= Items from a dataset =
|---|

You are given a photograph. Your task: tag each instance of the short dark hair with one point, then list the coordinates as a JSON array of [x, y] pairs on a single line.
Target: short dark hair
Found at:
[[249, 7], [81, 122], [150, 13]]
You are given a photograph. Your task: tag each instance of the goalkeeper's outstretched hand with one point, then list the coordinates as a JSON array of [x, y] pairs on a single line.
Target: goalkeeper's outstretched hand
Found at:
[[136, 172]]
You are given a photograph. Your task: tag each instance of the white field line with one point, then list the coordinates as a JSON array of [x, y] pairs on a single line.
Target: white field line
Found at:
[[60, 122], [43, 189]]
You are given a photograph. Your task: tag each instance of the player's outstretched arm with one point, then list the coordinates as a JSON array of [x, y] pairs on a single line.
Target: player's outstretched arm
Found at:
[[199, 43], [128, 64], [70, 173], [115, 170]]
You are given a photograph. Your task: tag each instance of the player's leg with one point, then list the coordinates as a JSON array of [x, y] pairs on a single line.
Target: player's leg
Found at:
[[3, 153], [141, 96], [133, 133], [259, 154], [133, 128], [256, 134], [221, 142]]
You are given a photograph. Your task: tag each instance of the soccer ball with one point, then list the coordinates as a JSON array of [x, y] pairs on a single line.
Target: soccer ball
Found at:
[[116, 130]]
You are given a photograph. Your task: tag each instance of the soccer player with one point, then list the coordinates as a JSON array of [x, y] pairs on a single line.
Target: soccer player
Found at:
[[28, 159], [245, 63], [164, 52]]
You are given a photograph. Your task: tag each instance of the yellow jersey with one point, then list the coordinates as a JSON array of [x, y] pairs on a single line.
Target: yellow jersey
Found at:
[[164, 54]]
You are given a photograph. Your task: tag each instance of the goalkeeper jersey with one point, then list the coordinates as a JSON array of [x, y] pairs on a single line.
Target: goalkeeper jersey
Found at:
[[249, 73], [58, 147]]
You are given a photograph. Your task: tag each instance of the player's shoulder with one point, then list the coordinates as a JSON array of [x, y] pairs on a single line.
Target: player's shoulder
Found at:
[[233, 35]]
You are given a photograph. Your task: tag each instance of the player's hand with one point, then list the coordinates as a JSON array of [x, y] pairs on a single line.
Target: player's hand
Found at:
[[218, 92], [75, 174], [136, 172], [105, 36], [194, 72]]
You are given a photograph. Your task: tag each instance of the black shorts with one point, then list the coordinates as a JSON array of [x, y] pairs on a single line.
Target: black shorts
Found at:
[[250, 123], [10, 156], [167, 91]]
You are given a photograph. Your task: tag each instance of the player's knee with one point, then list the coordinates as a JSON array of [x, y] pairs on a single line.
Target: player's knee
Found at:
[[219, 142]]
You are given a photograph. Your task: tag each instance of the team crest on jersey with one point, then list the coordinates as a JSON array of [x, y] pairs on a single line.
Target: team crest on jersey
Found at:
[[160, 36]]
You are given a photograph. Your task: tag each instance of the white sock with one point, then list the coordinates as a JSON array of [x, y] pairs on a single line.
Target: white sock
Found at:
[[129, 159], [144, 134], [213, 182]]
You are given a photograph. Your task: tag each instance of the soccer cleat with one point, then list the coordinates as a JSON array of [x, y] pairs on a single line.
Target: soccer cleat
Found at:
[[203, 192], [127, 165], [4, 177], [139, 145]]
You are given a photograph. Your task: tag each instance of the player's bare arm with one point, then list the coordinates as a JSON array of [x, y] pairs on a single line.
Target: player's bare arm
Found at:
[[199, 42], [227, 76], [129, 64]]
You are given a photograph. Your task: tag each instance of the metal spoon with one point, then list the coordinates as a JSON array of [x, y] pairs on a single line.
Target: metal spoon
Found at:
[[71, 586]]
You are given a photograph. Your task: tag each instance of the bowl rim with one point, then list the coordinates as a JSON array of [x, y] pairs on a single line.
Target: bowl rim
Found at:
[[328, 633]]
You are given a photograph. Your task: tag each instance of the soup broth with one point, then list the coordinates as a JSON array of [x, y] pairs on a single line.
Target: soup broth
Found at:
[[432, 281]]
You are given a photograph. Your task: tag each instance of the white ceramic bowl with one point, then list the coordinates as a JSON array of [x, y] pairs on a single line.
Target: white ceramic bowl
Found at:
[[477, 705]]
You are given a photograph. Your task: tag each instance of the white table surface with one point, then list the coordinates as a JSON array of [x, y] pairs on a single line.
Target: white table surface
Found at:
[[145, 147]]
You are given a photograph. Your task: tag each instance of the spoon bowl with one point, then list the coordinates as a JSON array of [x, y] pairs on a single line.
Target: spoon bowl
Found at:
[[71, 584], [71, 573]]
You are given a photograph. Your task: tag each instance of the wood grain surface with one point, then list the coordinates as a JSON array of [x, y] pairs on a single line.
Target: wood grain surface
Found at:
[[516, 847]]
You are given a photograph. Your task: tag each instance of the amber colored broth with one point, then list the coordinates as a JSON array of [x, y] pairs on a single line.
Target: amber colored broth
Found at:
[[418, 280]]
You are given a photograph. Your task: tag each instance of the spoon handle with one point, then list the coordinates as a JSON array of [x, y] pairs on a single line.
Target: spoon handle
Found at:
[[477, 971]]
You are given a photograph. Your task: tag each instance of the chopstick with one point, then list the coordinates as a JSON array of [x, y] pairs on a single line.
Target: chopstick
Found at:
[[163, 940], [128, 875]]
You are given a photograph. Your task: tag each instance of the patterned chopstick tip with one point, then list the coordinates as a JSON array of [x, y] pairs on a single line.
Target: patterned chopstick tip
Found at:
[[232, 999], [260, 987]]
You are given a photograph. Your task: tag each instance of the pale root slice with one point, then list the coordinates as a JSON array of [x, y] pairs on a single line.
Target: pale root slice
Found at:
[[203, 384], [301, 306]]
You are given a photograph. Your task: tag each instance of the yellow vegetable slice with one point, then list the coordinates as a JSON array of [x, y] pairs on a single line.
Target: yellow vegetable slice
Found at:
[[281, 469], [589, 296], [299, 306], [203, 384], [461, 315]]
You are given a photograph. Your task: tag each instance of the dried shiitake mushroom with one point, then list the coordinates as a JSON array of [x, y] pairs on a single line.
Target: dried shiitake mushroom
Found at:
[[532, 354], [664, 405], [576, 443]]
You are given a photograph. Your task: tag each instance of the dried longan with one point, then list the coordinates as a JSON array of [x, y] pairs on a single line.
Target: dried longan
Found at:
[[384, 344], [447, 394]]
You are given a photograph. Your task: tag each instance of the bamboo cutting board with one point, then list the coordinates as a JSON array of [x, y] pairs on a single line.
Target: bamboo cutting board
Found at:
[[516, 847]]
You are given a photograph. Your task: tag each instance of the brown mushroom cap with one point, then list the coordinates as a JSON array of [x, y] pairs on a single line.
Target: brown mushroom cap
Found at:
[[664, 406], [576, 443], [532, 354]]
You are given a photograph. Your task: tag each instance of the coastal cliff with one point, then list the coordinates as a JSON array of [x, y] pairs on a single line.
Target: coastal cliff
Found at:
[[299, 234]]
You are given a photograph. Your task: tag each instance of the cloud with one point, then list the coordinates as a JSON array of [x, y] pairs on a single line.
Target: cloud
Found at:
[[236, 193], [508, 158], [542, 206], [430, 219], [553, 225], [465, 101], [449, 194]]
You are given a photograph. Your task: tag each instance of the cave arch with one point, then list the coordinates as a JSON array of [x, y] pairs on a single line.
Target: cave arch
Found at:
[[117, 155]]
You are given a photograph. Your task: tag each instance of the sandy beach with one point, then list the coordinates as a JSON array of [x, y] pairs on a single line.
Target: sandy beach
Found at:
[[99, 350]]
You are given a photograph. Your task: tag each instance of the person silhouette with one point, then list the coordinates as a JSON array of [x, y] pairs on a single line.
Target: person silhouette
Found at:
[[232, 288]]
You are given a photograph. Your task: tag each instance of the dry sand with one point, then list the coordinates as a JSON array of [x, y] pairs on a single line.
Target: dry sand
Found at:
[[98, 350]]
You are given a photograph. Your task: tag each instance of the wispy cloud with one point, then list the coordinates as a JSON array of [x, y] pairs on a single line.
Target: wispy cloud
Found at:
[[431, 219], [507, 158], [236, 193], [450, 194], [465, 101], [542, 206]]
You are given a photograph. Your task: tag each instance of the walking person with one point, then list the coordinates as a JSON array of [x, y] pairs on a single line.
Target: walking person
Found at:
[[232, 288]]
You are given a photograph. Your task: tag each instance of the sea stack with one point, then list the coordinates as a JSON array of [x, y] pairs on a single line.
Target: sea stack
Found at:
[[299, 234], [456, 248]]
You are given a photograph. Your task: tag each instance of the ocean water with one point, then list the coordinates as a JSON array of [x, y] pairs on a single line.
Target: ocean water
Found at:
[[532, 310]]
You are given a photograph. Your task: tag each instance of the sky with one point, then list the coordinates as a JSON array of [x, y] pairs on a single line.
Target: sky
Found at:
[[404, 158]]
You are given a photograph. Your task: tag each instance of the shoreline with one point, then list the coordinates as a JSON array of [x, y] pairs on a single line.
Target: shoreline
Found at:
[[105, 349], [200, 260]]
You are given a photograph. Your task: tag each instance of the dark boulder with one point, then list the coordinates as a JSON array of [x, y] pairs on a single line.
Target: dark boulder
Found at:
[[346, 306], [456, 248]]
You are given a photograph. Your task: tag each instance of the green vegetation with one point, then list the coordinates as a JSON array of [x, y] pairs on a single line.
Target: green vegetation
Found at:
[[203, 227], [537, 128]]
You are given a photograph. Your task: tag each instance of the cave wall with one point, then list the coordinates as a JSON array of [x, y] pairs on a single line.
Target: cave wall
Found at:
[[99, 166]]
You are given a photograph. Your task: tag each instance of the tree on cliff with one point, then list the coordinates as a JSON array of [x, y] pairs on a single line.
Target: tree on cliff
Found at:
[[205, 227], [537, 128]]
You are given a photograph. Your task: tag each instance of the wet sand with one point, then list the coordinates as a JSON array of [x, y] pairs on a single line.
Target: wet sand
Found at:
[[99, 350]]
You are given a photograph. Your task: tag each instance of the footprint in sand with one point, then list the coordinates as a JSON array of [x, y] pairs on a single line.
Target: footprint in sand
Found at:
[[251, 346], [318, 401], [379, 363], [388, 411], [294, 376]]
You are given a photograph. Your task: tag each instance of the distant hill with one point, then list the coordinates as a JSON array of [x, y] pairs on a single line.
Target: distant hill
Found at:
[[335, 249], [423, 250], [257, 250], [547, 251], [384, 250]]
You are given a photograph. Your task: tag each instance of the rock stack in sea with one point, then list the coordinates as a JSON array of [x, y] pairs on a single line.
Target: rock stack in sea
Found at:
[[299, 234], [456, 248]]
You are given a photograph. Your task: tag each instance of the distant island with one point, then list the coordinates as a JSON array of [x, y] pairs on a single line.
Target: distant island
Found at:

|---|

= GOAL =
Transcribe the material above word for word, starting with the line containing "the white table" and going on through the line containing "[[418, 280]]", both included.

= TASK RESULT =
You are given a photograph. Your task: tag each instance of the white table surface with one point, then list the coordinates as a JSON array of [x, y] pairs on a single line.
Target: white table surface
Found at:
[[145, 147]]
You are given a photograph. Your task: tag each instance of the spoon bowl with one point, then list the coordinates as a JSON array of [x, y] pairs on a single line.
Target: spoon bowl
Found at:
[[71, 584], [71, 573]]
You are given a photograph. Your task: tag each instance of the wood grain surface with one point, then list the coordinates as a JSON array of [x, y] pairs on a single line.
Target: wood grain surface
Found at:
[[516, 847]]
You are given a photograph. Your task: tag each instance of the amber colored broth with one point, then list the coordinates as a JSON array of [x, y] pairs on a single line.
Target: amber colored broth
Found at:
[[418, 280]]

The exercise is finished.